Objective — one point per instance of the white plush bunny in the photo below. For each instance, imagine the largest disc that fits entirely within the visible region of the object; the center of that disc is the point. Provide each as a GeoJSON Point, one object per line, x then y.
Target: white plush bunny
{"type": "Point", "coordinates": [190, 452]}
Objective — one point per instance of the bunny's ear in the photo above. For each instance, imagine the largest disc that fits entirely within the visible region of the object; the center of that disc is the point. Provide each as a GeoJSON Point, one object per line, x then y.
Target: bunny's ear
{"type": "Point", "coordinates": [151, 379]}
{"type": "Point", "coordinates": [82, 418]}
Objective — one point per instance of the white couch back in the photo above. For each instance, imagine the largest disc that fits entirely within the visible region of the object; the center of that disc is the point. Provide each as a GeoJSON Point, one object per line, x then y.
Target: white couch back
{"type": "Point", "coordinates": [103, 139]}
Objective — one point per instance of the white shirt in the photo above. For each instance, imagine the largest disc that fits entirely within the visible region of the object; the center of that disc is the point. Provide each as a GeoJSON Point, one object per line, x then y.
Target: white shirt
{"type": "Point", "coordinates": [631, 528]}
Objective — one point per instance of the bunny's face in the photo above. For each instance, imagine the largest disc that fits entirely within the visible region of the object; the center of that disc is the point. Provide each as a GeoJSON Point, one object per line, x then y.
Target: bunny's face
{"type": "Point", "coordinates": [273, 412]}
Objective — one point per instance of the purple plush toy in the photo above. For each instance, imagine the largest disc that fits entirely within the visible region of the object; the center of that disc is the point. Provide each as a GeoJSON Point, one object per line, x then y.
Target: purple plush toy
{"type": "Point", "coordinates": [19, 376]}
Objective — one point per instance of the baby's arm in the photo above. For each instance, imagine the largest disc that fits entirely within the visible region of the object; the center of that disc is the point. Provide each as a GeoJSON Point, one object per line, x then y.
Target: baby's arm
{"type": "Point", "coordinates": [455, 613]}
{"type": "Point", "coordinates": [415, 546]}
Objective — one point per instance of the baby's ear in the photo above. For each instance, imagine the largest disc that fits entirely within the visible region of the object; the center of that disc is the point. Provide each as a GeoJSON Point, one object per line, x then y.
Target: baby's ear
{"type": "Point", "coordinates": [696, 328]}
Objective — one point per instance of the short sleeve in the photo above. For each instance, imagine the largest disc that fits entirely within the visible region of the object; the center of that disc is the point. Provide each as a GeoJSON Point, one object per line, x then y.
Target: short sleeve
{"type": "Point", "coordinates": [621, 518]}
□ □ □ □ □
EXERCISE INSTRUCTIONS —
Reproduce every line of the listing above, substituting "circle" for each occurrence of "disc" and leaving all other text unchanged.

EXERCISE RESULT —
Objective — one point per instance of the white plush bunny in the photo below. For each instance, imagine the largest circle that fits entirely within the visible region of the object; the center of that circle is the point. Provide each as a GeoJSON Point, one object per line, x then y.
Target: white plush bunny
{"type": "Point", "coordinates": [190, 452]}
Objective — one point per instance of the bunny's ear in the photo above. For each instance, imagine the largest circle that fits entirely within the visible region of the object; the center of that circle is the point. Provide each as a GeoJSON Point, one object per line, x then y.
Target: bunny's ear
{"type": "Point", "coordinates": [151, 379]}
{"type": "Point", "coordinates": [82, 418]}
Objective — one point per instance of the white couch back in the photo above. For each instance, imagine the largest circle that fits entirely within the visible region of the object; the center of that circle is the point. Provide each as a GeoJSON Point, one object per line, x then y.
Target: white couch back
{"type": "Point", "coordinates": [103, 139]}
Objective — one point per instance of the white shirt in the photo above. For each instance, imagine the largest circle that fits entirely within the visible region of the object; the center of that circle is the point. Provide each as a GeoJSON Point, one object per line, x then y.
Target: white shirt
{"type": "Point", "coordinates": [631, 528]}
Objective — one point per instance of the bunny's face in the photo above. For each instance, imagine the largest circle that fits entirely within the visible region of the object; the center of that circle is the point. Provide each as a GeoJSON Point, one object per line, x then y.
Target: bunny's face
{"type": "Point", "coordinates": [273, 412]}
Objective — one point per instance of the purple plush toy in the photo above. For each instance, imagine the largest circle that fits entirely within the visible region of the object; the center of that circle is the point. Provide each as a GeoJSON Point, one object per line, x then y.
Target: purple plush toy
{"type": "Point", "coordinates": [19, 376]}
Objective — one point per instance of the baby's arm in the photo above. For each instance, imagine the largest circle that fits entirely within the visible region of the object; the center of that circle is the point. Provide each as a GeoJSON Point, one object per line, x then y.
Target: baby's arm
{"type": "Point", "coordinates": [455, 613]}
{"type": "Point", "coordinates": [415, 546]}
Objective — one point per instance of the baby's ear in the photo above. For each instance, imagine the largest circle that fits entirely within the visible region of the object; the center of that circle is the point. Provide each as a GeoJSON Point, one object per line, x then y.
Target: baby's ear
{"type": "Point", "coordinates": [696, 328]}
Objective — one point per instance of the short sleeve in the photo above. For each instance, imagine the largest circle that fits entirely within the visible region of the object; the center of that circle is the point. Provide each as a GeoJSON Point, one object per line, x then y.
Target: short sleeve
{"type": "Point", "coordinates": [621, 518]}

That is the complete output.